[Bounding box annotation entries]
^^^^^^^^

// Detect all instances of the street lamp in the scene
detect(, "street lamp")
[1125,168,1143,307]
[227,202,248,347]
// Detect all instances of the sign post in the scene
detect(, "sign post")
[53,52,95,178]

^^^^^^^^

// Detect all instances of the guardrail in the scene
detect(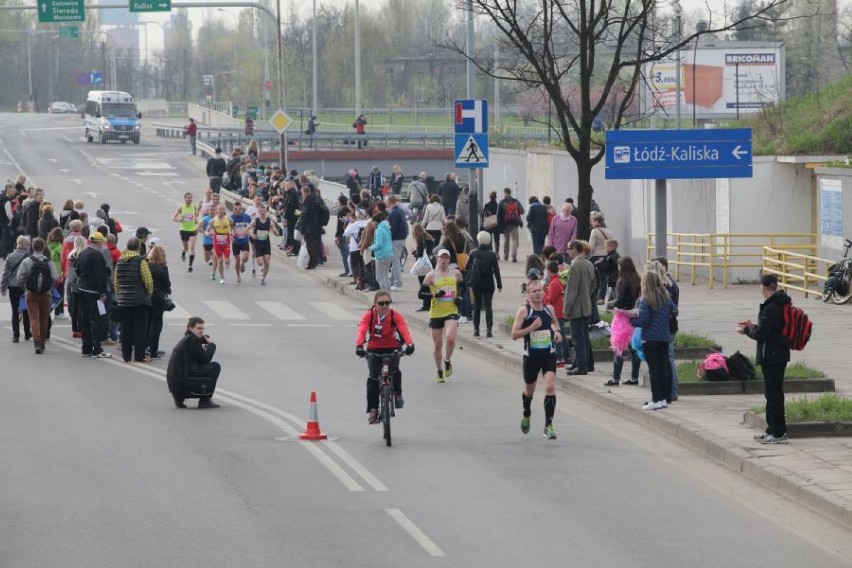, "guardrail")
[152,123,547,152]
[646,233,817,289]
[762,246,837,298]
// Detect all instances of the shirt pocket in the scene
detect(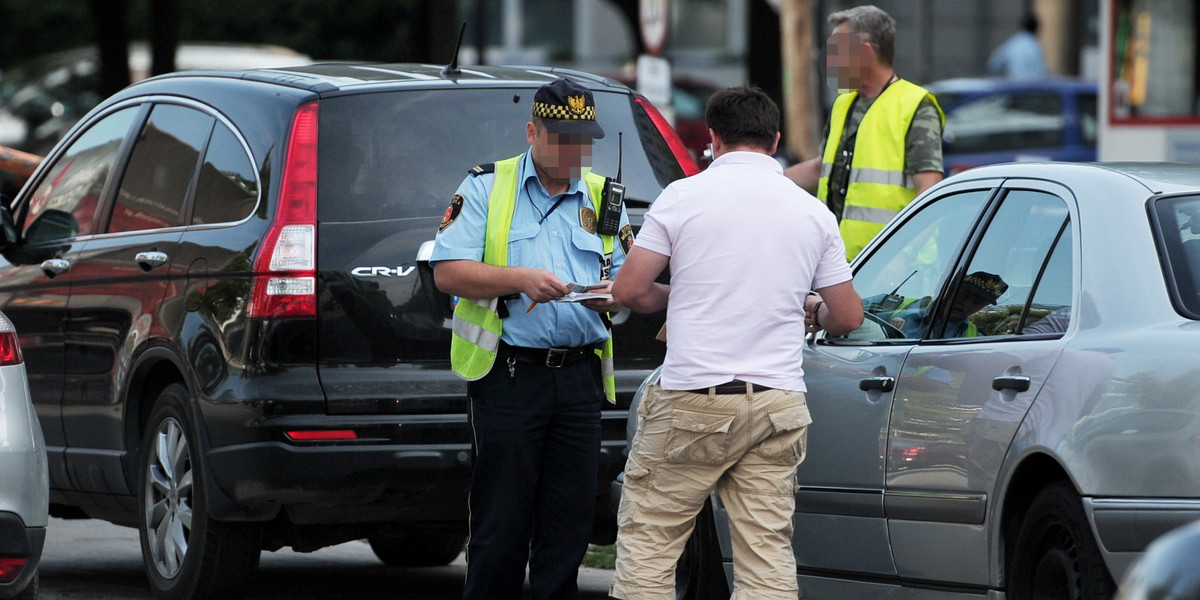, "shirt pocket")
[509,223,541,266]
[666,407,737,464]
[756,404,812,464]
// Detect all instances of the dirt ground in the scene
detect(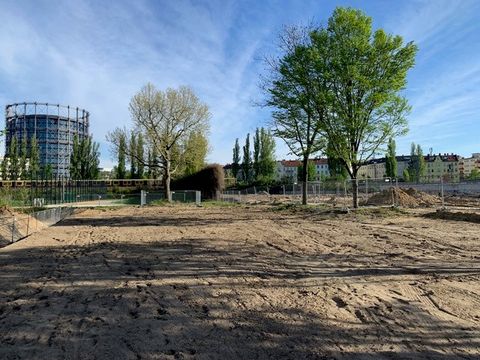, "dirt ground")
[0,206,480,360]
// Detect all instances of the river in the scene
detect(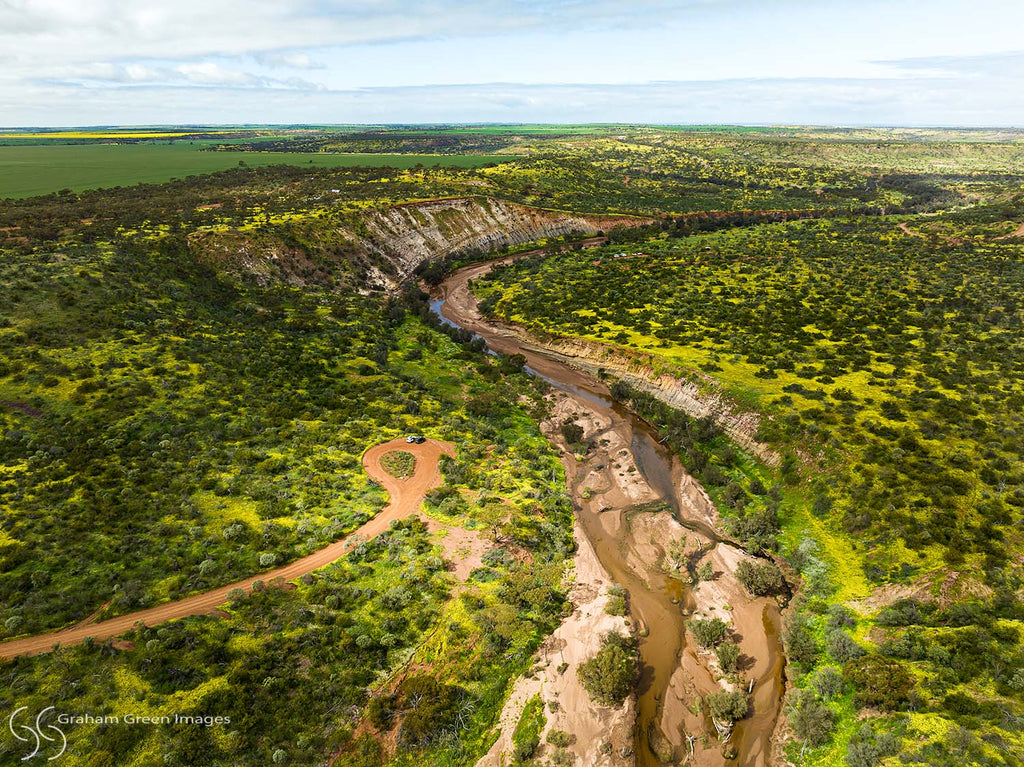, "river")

^^^^^^^^

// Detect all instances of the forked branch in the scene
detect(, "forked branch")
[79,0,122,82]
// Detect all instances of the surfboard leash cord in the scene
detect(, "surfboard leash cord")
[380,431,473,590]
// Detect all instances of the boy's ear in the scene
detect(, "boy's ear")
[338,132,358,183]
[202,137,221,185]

^^^^^^^^

* **Task statement**: How many lines in the rows above contain the string "surfboard"? Give only the number.

* **Output**: 2